▶ **Assignment**: Your answer should hold only the lines from the one with "the white pillar" through the end of the listing below, each retyped exactly.
....................
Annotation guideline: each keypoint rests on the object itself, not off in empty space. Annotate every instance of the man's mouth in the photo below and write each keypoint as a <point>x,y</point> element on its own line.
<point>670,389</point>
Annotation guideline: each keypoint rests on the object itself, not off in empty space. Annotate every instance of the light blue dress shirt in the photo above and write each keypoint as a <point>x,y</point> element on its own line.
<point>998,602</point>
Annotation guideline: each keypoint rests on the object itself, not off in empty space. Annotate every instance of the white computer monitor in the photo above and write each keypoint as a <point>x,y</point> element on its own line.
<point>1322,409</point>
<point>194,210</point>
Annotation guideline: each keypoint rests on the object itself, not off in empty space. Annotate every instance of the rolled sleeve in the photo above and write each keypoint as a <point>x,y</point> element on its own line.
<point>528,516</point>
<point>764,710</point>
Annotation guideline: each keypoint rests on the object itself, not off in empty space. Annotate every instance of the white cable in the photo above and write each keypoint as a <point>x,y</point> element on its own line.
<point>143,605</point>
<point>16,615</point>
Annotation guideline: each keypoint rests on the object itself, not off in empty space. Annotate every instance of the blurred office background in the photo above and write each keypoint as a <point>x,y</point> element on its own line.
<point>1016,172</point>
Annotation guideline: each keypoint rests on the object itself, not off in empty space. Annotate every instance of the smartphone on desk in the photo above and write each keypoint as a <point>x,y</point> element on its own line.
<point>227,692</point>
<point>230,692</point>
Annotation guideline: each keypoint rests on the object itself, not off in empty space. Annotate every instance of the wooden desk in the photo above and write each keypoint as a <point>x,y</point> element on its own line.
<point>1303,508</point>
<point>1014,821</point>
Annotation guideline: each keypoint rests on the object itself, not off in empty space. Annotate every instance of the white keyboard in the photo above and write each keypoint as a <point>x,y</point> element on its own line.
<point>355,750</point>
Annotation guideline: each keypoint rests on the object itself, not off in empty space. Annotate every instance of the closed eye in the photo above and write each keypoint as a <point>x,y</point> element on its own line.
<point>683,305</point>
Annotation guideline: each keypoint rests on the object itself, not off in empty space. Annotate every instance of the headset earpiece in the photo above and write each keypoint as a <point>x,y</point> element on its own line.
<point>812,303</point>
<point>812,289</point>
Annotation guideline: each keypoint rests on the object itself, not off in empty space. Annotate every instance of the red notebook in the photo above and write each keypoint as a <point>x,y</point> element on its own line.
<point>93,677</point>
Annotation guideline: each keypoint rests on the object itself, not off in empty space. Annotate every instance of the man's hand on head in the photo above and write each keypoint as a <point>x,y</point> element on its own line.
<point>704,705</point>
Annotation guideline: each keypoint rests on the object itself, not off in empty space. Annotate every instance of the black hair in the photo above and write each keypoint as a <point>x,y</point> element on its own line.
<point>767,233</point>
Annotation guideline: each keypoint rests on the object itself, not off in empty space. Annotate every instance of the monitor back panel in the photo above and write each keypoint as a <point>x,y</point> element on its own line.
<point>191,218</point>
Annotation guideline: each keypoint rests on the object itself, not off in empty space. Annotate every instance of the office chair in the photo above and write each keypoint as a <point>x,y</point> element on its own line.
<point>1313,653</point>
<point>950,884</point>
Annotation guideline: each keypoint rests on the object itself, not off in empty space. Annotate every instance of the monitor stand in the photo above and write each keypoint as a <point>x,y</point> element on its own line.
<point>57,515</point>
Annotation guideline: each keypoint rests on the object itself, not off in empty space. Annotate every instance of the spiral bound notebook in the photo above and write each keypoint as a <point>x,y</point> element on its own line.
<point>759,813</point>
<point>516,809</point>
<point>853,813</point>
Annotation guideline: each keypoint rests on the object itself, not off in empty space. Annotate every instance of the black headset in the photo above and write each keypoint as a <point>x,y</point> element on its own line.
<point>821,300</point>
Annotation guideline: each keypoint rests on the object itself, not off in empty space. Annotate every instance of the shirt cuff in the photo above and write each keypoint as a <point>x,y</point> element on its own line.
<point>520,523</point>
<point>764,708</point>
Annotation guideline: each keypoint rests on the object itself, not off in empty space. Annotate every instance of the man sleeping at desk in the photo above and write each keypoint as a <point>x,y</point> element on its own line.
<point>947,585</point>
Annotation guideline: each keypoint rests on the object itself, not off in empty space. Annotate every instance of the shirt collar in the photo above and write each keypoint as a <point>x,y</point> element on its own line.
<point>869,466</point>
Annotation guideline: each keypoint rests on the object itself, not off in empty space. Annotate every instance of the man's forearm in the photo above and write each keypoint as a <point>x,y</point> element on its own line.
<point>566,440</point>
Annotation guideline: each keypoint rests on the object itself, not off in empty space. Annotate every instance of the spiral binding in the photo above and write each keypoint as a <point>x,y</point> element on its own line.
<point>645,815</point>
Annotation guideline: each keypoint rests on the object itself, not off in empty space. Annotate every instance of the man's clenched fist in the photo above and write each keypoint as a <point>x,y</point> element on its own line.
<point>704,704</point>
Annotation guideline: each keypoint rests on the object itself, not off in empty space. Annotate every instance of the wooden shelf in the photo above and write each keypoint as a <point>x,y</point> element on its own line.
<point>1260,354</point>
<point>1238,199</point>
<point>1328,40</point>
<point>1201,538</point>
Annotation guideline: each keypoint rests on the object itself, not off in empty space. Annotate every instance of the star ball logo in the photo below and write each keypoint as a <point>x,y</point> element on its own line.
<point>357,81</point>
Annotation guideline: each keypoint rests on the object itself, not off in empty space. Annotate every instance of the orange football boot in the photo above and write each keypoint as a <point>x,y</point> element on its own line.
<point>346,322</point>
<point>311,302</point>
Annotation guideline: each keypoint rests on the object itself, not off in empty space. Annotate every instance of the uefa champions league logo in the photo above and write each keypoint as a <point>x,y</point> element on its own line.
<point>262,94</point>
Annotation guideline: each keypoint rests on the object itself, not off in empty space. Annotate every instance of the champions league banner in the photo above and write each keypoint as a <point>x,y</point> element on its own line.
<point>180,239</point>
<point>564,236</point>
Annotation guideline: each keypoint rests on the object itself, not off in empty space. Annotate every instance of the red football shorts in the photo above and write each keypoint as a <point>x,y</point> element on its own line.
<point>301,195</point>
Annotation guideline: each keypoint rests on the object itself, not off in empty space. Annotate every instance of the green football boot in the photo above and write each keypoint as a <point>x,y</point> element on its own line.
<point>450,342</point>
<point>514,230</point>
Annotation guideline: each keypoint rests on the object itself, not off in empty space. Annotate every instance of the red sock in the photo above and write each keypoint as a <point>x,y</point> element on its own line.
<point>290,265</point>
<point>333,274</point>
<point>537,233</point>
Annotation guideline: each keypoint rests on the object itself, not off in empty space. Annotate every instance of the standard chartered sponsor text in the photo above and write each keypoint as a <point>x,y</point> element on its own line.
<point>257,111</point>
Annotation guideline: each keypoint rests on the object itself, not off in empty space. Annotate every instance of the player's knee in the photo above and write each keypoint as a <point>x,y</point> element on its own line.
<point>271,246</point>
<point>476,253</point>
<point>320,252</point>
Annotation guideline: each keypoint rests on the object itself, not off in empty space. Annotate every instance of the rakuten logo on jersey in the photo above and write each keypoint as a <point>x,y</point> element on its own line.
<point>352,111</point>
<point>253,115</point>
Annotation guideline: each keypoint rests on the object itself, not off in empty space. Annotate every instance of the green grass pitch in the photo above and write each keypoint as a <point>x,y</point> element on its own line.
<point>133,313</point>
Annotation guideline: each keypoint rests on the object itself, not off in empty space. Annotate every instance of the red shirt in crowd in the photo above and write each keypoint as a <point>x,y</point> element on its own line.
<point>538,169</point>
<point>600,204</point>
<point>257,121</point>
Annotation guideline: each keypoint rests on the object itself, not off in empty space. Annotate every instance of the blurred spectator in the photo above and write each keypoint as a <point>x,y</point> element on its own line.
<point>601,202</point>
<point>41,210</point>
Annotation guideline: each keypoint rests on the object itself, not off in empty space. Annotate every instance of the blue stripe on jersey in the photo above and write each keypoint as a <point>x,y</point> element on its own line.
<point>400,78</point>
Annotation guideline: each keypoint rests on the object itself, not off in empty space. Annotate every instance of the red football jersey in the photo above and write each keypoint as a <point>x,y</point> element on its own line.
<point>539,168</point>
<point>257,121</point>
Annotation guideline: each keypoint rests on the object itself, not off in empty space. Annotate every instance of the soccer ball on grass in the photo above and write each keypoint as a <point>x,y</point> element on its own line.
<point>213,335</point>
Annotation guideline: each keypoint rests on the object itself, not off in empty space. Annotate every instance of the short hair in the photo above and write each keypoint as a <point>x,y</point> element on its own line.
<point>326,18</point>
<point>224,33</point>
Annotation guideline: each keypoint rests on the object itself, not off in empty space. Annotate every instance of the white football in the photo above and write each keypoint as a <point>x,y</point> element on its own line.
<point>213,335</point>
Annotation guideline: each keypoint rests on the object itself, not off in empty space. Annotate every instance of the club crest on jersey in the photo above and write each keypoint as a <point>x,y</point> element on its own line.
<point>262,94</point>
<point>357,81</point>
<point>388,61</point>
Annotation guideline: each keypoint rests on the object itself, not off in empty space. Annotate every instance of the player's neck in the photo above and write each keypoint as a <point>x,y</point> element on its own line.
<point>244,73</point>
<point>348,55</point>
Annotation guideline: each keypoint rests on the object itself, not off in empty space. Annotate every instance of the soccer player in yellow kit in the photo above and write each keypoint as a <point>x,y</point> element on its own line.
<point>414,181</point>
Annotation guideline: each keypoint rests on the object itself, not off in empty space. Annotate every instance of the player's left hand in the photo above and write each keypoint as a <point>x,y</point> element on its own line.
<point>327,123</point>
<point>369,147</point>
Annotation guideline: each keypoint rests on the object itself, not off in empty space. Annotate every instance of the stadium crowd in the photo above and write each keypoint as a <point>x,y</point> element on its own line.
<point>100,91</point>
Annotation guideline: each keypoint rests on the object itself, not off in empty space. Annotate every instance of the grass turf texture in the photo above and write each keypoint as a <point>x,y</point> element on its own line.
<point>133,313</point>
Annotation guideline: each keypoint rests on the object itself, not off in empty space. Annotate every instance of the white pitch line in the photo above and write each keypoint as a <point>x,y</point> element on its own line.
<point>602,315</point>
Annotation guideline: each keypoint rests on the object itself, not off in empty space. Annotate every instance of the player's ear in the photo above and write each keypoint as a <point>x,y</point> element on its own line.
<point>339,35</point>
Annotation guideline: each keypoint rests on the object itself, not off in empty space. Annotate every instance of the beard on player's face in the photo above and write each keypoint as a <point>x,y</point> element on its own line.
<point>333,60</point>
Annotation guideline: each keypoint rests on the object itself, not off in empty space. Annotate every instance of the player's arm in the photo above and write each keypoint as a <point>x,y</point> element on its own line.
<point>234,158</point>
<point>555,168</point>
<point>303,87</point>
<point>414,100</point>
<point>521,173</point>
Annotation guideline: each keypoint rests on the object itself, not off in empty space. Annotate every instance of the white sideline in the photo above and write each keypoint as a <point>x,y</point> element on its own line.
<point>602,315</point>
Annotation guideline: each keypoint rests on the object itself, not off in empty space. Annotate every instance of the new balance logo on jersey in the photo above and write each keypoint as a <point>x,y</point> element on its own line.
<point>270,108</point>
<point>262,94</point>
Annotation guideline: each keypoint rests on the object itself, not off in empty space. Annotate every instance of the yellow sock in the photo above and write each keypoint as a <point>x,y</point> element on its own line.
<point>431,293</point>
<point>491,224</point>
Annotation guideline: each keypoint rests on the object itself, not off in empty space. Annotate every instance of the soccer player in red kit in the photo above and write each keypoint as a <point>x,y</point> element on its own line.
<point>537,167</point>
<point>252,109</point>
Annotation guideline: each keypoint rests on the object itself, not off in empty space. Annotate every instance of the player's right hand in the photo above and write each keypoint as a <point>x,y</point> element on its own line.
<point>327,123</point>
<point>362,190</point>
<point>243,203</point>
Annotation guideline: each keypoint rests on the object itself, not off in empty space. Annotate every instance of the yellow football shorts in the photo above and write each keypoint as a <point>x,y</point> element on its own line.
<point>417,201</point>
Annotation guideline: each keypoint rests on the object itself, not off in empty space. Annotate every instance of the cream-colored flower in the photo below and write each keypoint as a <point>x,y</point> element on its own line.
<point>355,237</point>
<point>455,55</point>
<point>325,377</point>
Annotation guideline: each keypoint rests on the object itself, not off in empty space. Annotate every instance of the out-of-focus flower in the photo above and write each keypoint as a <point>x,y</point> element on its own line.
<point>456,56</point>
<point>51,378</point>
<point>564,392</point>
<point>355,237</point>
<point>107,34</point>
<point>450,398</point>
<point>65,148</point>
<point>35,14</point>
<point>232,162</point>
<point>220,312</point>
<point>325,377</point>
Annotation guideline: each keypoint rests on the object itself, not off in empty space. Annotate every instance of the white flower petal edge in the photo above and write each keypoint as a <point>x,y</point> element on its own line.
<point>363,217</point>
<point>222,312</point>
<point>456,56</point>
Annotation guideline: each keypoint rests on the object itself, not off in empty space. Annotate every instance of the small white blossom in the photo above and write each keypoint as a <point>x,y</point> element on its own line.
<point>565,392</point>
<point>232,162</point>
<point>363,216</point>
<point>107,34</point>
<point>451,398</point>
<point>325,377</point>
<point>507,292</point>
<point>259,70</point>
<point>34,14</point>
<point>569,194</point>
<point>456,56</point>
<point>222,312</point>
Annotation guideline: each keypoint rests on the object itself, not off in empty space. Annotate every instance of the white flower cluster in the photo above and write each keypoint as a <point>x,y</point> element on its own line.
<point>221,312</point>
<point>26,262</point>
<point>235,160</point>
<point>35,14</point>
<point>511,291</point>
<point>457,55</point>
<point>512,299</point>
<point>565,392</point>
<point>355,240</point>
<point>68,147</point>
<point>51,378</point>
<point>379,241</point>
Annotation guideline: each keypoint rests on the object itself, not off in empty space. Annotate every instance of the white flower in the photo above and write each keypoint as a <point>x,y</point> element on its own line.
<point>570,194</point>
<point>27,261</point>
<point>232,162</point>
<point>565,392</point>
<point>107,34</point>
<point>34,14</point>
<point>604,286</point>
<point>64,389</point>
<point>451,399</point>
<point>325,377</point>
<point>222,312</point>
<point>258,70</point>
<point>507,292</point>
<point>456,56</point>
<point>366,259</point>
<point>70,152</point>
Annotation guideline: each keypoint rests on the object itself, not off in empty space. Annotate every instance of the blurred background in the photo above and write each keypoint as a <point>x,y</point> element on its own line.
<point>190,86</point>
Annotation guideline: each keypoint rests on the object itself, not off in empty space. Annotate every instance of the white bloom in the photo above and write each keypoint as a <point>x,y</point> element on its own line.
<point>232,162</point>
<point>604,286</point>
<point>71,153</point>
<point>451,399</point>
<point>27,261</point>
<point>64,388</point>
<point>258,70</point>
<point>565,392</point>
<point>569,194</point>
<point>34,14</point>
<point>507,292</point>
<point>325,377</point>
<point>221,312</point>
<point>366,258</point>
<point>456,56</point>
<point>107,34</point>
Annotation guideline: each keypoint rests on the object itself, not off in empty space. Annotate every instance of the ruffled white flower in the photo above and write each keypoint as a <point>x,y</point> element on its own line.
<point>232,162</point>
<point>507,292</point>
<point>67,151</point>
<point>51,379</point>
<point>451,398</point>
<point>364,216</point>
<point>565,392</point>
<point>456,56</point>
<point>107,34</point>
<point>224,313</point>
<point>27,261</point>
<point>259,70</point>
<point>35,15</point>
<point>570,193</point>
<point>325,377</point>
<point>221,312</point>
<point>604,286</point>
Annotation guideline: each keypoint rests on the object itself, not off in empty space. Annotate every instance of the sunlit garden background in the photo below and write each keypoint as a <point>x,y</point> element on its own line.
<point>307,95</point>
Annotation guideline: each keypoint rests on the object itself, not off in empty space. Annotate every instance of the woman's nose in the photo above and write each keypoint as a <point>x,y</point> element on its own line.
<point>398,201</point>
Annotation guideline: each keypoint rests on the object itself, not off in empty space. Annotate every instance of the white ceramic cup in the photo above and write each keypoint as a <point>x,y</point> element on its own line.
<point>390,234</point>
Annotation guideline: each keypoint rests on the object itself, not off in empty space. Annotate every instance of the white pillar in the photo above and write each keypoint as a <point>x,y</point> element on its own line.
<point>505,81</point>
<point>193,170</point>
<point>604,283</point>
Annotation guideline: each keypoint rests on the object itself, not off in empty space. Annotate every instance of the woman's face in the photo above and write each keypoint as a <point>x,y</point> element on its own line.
....................
▶ **Result of this task**:
Annotation guideline: each keypoint rests on the object itself, not off in empty space. Annotate every instance of the white pillar in the photo above and write each keypoint as a <point>x,y</point> element on its own line.
<point>505,81</point>
<point>193,170</point>
<point>604,283</point>
Annotation guideline: each keypoint rests on the object itself, not off in empty space. Annotate every instance of the woman's face in the photo above and write each keypoint as a <point>x,y</point> element on its own line.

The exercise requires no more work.